Excerpted passage start

FOM: Steve's barber; Lou on Faltings' theorem
Stephen G Simpson
simpson at math.psu.edu
Wed Oct 29 12:43:13 EST 1997
Steve's barber:
John Baldwin writes:
> So maybe this is too low a level for `general intellectual interest'.
> Although I thought Steve mentioned his barber.
I mentioned barbers in the course of arguing against the view that
Faltings' theorem (stated as a theorem about rational points on
curves) is automatically of general intellectual interest. Part of
the argument is as follows:
You could certainly explain the interest of curves to your barber
(in terms of curly hair, baseball pitches, off-ramps, etc) and you
would probably even be able to explain the interest of rational
numbers to your barber (in terms of percentages, the income tax,
cutting up a pizza, etc.). But I think you might have a much more
difficult time explaining the interest of rational points on curves
and Faltings' theorem to your barber. Of course I wouldn't rule out
the possibility; if you do manage to find a way to explain the
interest of rational points on curves to your barber, more power to
you.
However, all this talk about barbers is merely a crude surrogate for
the very serious and important foundational issues that we are
discussing. Harvey has explained this surrogate relationship very
well. The need for crude surrogates arises from the sad fact that
many people, even many scientists, are congenitally incapable of
appreciating the foundational point of view, because they can't grasp
the meaning of key statements of the form "X is more basic than Y with
respect to the hierarchy of concepts", or even "X is of general
intellectual interest". Such people just don't get it; the
foundational perspective makes no sense to them. Perhaps the only way
to communicate with these people at some level about foundational
issues is to replace "X is more basic than Y" by crude surrogates such
as "barbers are interested in X but are not interested in Y". They
still won't really get the point, but at least there is some sort of
basis for discussion.

Excerpted passage end
Supplied data start

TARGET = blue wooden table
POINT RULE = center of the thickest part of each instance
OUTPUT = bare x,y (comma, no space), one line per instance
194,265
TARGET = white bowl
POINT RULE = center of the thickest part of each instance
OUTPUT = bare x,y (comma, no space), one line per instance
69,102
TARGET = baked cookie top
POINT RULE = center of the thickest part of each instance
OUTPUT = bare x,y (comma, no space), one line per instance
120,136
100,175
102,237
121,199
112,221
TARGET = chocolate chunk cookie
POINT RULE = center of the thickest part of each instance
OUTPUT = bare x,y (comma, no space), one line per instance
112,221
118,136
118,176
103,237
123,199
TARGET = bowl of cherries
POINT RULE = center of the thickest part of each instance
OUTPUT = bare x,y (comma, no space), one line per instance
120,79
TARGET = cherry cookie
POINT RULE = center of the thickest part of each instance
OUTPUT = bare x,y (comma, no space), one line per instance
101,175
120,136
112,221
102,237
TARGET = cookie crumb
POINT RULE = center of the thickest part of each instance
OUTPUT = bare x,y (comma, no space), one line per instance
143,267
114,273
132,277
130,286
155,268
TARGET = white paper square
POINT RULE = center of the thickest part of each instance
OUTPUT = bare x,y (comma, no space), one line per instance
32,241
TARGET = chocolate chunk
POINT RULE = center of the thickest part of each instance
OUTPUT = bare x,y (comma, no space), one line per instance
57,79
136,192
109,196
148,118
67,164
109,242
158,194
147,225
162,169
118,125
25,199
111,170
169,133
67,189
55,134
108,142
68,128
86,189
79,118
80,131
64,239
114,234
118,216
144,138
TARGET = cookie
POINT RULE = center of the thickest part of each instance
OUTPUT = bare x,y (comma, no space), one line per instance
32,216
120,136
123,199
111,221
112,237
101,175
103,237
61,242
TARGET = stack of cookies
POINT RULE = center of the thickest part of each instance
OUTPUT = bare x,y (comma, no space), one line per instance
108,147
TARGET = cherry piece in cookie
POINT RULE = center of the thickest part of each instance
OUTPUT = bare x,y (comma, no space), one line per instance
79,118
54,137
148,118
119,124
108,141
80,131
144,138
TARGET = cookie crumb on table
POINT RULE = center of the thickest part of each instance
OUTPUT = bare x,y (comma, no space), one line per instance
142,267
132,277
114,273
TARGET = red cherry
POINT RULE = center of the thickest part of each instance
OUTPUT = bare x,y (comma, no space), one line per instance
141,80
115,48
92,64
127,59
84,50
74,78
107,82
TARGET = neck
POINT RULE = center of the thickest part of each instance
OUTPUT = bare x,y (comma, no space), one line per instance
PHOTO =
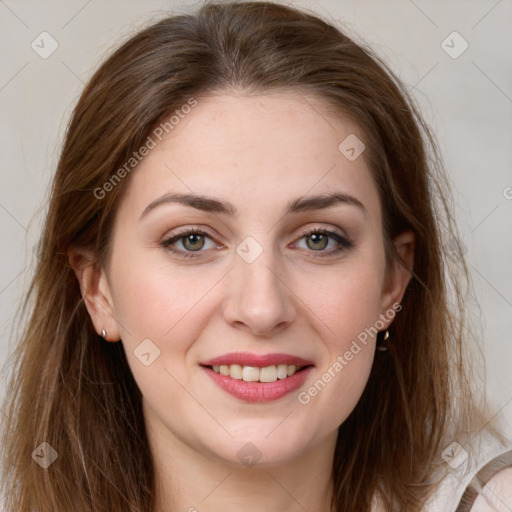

Supplied data end

What is required ->
Can you rewrite the post about barbers and Faltings' theorem between "FOM: Steve's barber;" and "mentioned his barber.", inclusive, putting "hairdresser" wherever "barber" appears?

Result ->
FOM: Steve's hairdresser; Lou on Faltings' theorem
Stephen G Simpson
simpson at math.psu.edu
Wed Oct 29 12:43:13 EST 1997
Steve's hairdresser:
John Baldwin writes:
> So maybe this is too low a level for `general intellectual interest'.
> Although I thought Steve mentioned his hairdresser.